_WHAT THE TASK ASKS_
Find where "Can you see the dark" appears in the records below, then return that line and every later line exactly, stopping only at the last line.

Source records

= = =

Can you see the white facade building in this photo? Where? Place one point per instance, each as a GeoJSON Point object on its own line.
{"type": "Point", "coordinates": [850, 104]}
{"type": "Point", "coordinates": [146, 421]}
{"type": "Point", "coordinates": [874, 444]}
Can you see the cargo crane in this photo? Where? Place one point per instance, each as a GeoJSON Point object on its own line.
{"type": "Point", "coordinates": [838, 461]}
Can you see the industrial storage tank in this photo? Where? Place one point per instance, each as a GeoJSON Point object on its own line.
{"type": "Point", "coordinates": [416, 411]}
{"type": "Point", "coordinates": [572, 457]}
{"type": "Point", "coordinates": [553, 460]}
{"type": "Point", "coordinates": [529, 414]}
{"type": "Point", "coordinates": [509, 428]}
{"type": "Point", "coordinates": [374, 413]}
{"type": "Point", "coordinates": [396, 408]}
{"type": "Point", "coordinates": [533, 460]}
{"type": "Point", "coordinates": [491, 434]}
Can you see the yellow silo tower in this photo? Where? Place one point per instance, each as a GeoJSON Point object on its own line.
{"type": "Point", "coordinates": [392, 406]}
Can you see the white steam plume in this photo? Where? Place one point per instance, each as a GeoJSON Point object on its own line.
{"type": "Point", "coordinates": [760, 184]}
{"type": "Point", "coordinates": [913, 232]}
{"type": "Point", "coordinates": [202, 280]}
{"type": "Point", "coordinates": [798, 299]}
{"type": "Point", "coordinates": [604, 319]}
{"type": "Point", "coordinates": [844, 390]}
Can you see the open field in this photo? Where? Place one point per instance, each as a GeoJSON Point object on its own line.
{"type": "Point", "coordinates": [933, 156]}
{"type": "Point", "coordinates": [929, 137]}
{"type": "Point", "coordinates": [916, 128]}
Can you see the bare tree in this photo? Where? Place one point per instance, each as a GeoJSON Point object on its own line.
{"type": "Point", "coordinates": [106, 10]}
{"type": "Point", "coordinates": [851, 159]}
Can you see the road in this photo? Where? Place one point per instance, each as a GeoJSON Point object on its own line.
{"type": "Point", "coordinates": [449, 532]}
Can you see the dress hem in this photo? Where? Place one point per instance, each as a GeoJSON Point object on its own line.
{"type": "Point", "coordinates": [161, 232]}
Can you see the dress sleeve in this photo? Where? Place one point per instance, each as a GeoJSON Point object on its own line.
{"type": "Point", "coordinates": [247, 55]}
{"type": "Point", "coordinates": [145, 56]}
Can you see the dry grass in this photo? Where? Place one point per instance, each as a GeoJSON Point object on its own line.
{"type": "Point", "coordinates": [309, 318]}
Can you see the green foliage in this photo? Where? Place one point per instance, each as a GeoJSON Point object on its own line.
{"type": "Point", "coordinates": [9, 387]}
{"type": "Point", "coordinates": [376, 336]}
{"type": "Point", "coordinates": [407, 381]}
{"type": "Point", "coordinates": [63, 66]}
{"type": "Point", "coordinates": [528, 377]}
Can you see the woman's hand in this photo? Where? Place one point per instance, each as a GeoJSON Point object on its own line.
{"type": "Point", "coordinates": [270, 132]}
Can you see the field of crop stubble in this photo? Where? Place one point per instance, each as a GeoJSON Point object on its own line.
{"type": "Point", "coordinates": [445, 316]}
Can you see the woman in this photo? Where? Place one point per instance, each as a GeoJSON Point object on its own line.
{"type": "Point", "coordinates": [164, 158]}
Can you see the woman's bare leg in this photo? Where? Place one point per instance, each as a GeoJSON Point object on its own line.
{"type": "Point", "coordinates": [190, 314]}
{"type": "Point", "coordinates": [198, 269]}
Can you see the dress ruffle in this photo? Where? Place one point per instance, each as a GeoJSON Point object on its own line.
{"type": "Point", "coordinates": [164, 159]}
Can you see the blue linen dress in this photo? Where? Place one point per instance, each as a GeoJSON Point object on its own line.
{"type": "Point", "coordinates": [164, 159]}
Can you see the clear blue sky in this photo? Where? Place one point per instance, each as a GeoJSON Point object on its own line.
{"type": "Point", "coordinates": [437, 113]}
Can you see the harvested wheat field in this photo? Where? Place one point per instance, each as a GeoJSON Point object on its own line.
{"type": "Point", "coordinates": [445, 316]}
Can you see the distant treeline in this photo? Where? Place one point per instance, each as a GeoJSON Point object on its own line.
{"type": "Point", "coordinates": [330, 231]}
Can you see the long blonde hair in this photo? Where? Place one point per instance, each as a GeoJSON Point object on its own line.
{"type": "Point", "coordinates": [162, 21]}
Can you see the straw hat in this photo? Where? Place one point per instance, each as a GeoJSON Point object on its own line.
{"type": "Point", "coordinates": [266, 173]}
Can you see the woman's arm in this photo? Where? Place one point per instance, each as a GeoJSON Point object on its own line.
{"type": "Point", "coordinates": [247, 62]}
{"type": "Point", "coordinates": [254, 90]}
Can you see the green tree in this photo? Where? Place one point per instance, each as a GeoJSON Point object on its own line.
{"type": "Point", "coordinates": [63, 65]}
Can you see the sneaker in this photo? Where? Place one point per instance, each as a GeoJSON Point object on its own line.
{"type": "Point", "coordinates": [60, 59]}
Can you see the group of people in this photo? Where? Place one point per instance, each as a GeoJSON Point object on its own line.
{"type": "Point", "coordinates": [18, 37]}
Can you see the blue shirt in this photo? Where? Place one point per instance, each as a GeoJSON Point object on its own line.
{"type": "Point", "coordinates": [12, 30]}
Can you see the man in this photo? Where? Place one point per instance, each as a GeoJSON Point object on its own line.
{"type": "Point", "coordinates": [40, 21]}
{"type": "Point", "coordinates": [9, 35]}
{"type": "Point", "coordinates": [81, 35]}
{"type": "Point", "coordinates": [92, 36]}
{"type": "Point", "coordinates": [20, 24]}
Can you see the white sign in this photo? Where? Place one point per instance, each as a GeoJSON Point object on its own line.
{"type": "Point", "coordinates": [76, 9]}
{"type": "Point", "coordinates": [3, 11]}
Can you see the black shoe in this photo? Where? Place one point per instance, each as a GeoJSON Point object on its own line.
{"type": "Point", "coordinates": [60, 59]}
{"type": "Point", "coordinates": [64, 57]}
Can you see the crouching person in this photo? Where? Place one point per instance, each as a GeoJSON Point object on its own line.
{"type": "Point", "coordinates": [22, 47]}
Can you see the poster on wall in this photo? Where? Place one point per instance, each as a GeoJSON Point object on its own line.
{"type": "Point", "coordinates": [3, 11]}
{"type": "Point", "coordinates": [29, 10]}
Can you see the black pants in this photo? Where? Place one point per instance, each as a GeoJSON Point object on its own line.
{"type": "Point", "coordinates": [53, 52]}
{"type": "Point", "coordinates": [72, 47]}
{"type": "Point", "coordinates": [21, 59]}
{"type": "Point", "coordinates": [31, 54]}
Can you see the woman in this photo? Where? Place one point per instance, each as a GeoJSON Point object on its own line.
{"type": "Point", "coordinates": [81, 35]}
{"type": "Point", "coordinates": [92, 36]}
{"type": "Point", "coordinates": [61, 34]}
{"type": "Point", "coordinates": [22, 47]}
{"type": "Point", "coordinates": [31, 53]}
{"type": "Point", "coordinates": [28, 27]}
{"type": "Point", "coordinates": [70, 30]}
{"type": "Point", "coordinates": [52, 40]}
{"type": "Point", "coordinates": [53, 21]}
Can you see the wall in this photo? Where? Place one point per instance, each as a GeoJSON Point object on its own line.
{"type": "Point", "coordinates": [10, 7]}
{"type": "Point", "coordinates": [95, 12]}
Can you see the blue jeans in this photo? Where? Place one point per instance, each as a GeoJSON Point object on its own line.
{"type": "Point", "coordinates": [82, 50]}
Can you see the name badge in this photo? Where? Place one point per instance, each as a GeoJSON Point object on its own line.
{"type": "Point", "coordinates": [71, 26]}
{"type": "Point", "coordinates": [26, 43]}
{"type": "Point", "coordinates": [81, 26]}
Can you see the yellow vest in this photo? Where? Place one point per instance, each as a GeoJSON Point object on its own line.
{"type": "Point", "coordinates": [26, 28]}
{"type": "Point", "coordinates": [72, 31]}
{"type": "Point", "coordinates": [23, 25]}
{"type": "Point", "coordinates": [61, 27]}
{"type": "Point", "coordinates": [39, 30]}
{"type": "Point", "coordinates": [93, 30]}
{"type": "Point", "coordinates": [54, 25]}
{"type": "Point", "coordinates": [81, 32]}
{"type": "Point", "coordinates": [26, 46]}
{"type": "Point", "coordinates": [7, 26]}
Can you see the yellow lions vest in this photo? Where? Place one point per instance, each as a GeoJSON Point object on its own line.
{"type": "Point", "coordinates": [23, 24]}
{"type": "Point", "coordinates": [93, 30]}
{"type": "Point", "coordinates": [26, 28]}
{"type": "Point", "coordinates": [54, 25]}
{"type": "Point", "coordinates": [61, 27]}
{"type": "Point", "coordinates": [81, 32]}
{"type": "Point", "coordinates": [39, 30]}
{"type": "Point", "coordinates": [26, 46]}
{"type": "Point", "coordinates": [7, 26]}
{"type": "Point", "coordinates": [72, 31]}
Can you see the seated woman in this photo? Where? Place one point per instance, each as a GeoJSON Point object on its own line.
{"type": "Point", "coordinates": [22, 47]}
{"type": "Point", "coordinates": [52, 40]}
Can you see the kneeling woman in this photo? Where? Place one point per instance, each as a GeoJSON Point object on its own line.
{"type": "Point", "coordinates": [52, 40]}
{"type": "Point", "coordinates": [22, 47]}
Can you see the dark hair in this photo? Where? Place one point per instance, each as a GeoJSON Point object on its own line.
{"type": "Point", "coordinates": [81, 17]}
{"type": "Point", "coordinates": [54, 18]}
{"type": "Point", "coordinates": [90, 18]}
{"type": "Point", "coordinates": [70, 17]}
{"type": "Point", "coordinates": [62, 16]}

= = =

_ANSWER TO THIS TASK_
Can you see the dark hair in this photo? Where? Place one point per instance, each as a GeoJSON Point object on its own line.
{"type": "Point", "coordinates": [81, 17]}
{"type": "Point", "coordinates": [54, 18]}
{"type": "Point", "coordinates": [90, 18]}
{"type": "Point", "coordinates": [70, 17]}
{"type": "Point", "coordinates": [62, 16]}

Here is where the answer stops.